▸ Exercise requirements
1. Answer these questions using the energy speech below.
(a) Who introduced the Global Nuclear Energy Partnership, and how long ago?
(b) Whom did the speaker meet in Cairo this morning?
(c) What two collaborative models does the speech name for the United States?
2. From the energy speech below, reproduce word for word the part that begins with "To advance this" and ends with "sensitive nuclear technologies.".

Besides, any global energy strategy must include efforts to expand access to emissions- free nuclear power in a way that responsibly manages waste and dramatically reduces proliferation risks. The Egyptian government shares this belief. It is a topic that I’ve been discussing with officials during my visit to Cairo, including this morning in my meeting with President Mubarak.
To advance this global effort, nearly two years ago President Bush introduced the Global Nuclear Energy Partnership, which aims to facilitate the worldwide expansion of nuclear energy for peaceful purposes in a safe and secure manner. Among other things, GNEP establishes the common goal of creating reliable fuel services that will provide a viable and economic alternative to the spread of sensitive nuclear technologies.
The partnership seeks to take advantage of the best available fuel cycle approaches to recycle spent nuclear fuel to reduce the amount of waste and tap its unused energy.
In all these areas — from traditional hydrocarbon development to alternative energy to nuclear power — governments certainly have a tremendously important role to play. But the public sector cannot do this job alone. Even our research priorities — the research and development agenda itself— must be developed with substantial input from corporations, utilities, and universities. And, research needs to be conducted in a coordinated way. As we ramp up research and development investment, I believe we also must find innovative approaches to get beneficial technologies out into the marketplace quickly and to share the risk that the capital markets and private sector are not yet ready to take on. In the United States we are doing this through a range of collaborative models, including cost-sharing partnerships and loan guarantees.

Point placement records
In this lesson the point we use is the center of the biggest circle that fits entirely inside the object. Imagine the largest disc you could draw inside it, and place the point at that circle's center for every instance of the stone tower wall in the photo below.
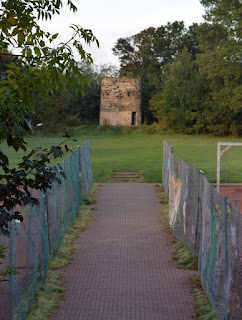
(120, 101)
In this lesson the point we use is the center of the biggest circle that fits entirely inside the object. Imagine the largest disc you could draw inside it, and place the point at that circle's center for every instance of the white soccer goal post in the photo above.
(227, 145)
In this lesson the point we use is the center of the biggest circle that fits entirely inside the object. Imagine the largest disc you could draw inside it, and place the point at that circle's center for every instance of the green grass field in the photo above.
(133, 150)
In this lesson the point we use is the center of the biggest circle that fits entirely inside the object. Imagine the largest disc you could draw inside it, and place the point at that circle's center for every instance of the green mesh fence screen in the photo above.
(208, 224)
(32, 241)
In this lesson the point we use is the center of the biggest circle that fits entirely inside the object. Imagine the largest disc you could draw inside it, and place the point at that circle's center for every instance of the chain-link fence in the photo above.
(32, 241)
(208, 224)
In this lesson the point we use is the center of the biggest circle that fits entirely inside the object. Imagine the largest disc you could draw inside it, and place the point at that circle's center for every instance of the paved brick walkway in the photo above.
(123, 267)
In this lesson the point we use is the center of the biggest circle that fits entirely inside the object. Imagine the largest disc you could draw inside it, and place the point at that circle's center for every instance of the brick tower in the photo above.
(120, 101)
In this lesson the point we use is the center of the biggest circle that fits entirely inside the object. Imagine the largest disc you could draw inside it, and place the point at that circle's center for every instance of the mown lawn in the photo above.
(138, 151)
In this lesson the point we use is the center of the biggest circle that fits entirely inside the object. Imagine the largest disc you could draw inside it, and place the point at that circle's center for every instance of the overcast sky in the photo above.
(110, 20)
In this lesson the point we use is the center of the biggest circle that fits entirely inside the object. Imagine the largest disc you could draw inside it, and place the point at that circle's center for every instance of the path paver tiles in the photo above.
(123, 268)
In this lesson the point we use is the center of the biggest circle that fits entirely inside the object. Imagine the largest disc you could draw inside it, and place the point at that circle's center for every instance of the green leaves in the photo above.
(37, 71)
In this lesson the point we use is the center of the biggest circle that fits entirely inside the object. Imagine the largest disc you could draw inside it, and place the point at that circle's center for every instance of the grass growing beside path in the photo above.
(187, 260)
(52, 292)
(140, 148)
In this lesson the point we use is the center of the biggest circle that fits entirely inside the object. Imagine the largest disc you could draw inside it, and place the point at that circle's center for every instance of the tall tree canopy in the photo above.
(201, 90)
(35, 68)
(146, 53)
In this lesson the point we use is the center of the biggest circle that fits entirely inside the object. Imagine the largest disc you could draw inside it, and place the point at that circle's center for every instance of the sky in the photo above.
(110, 20)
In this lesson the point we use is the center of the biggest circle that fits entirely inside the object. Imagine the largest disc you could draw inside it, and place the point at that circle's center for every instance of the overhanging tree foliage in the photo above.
(37, 69)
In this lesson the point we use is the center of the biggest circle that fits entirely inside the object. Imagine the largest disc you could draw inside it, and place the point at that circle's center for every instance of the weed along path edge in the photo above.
(123, 267)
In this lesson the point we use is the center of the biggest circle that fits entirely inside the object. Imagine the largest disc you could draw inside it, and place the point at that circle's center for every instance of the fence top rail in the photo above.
(230, 143)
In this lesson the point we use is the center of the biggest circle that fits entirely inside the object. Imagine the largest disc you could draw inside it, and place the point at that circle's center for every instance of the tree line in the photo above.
(191, 77)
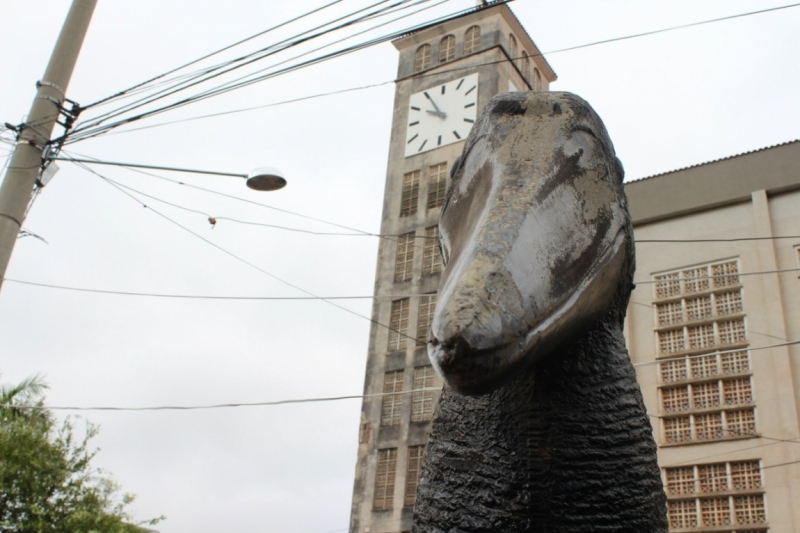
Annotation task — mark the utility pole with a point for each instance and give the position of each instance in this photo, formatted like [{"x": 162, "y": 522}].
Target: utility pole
[{"x": 35, "y": 133}]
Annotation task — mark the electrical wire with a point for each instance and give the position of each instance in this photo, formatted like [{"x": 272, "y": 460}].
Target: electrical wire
[
  {"x": 641, "y": 304},
  {"x": 438, "y": 72},
  {"x": 358, "y": 232},
  {"x": 686, "y": 357},
  {"x": 223, "y": 49},
  {"x": 233, "y": 64},
  {"x": 242, "y": 260},
  {"x": 210, "y": 297},
  {"x": 227, "y": 87},
  {"x": 650, "y": 282},
  {"x": 224, "y": 405}
]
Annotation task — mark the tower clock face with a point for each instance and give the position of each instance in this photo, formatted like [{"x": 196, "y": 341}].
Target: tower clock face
[{"x": 441, "y": 115}]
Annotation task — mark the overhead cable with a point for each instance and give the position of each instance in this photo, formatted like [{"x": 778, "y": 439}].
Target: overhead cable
[
  {"x": 80, "y": 130},
  {"x": 716, "y": 352},
  {"x": 218, "y": 51},
  {"x": 437, "y": 72},
  {"x": 244, "y": 261}
]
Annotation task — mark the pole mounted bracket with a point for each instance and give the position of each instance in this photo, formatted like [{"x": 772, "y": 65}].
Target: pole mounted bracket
[
  {"x": 51, "y": 85},
  {"x": 56, "y": 101}
]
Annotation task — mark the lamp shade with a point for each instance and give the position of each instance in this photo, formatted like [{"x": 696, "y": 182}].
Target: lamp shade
[{"x": 266, "y": 179}]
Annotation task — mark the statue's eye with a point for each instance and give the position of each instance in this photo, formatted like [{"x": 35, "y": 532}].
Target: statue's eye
[{"x": 584, "y": 143}]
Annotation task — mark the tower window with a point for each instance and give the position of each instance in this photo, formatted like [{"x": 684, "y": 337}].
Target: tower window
[
  {"x": 392, "y": 403},
  {"x": 404, "y": 261},
  {"x": 422, "y": 401},
  {"x": 384, "y": 479},
  {"x": 413, "y": 471},
  {"x": 398, "y": 325},
  {"x": 431, "y": 255},
  {"x": 427, "y": 304},
  {"x": 447, "y": 49},
  {"x": 422, "y": 58},
  {"x": 472, "y": 39},
  {"x": 437, "y": 185},
  {"x": 410, "y": 195},
  {"x": 525, "y": 66}
]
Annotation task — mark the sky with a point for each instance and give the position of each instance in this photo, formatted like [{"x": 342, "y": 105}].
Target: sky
[{"x": 669, "y": 100}]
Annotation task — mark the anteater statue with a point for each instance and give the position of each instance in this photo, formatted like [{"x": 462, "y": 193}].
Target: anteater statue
[{"x": 542, "y": 427}]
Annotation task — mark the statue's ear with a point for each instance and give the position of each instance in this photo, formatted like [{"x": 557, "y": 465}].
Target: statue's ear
[
  {"x": 454, "y": 168},
  {"x": 620, "y": 169}
]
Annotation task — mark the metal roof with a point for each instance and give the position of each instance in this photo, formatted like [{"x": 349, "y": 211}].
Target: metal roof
[{"x": 712, "y": 161}]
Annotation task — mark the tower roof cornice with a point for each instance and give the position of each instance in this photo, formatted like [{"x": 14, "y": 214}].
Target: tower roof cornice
[{"x": 482, "y": 12}]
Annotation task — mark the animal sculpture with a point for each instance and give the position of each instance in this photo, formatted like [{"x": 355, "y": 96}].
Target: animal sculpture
[{"x": 541, "y": 427}]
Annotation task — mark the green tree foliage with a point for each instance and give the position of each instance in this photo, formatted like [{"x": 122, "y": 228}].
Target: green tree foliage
[{"x": 47, "y": 482}]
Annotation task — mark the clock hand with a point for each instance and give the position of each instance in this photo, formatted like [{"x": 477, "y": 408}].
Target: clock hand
[{"x": 438, "y": 111}]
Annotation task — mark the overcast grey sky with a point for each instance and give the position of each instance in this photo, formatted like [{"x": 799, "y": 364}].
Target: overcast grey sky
[{"x": 668, "y": 100}]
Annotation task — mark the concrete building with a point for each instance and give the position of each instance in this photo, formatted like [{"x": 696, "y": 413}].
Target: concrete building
[
  {"x": 711, "y": 330},
  {"x": 709, "y": 326},
  {"x": 445, "y": 74}
]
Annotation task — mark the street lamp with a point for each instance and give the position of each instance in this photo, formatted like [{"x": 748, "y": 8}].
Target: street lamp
[{"x": 259, "y": 179}]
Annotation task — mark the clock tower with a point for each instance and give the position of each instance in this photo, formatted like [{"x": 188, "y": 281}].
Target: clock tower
[{"x": 446, "y": 73}]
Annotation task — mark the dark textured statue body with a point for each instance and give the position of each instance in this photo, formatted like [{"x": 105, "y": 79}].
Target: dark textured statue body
[{"x": 542, "y": 428}]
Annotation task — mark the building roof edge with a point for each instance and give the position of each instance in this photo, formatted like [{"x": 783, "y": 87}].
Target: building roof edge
[{"x": 704, "y": 163}]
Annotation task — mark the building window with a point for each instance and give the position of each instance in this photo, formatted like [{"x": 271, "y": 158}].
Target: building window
[
  {"x": 427, "y": 304},
  {"x": 409, "y": 198},
  {"x": 447, "y": 49},
  {"x": 472, "y": 40},
  {"x": 398, "y": 325},
  {"x": 393, "y": 401},
  {"x": 422, "y": 58},
  {"x": 699, "y": 308},
  {"x": 716, "y": 495},
  {"x": 437, "y": 185},
  {"x": 413, "y": 471},
  {"x": 422, "y": 401},
  {"x": 404, "y": 261},
  {"x": 364, "y": 432},
  {"x": 431, "y": 254},
  {"x": 526, "y": 66},
  {"x": 384, "y": 479},
  {"x": 699, "y": 311}
]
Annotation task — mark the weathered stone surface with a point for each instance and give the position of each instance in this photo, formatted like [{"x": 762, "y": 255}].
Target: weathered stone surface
[{"x": 538, "y": 245}]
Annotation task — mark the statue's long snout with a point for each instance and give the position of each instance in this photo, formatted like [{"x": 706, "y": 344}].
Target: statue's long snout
[{"x": 533, "y": 228}]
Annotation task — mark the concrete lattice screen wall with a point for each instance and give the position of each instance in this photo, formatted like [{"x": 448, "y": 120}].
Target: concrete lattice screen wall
[{"x": 730, "y": 479}]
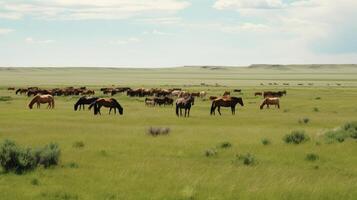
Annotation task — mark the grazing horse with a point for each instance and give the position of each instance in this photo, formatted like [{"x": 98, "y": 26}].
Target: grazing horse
[
  {"x": 226, "y": 102},
  {"x": 84, "y": 101},
  {"x": 38, "y": 99},
  {"x": 258, "y": 94},
  {"x": 270, "y": 101},
  {"x": 108, "y": 103},
  {"x": 186, "y": 103}
]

▸ Outputs for the tasks
1.
(a) President Bush, nearly two years ago.
(b) President Mubarak.
(c) Cost-sharing partnerships and loan guarantees.

2.
To advance this global effort, nearly two years ago President Bush introduced the Global Nuclear Energy Partnership, which aims to facilitate the worldwide expansion of nuclear energy for peaceful purposes in a safe and secure manner. Among other things, GNEP establishes the common goal of creating reliable fuel services that will provide a viable and economic alternative to the spread of sensitive nuclear technologies.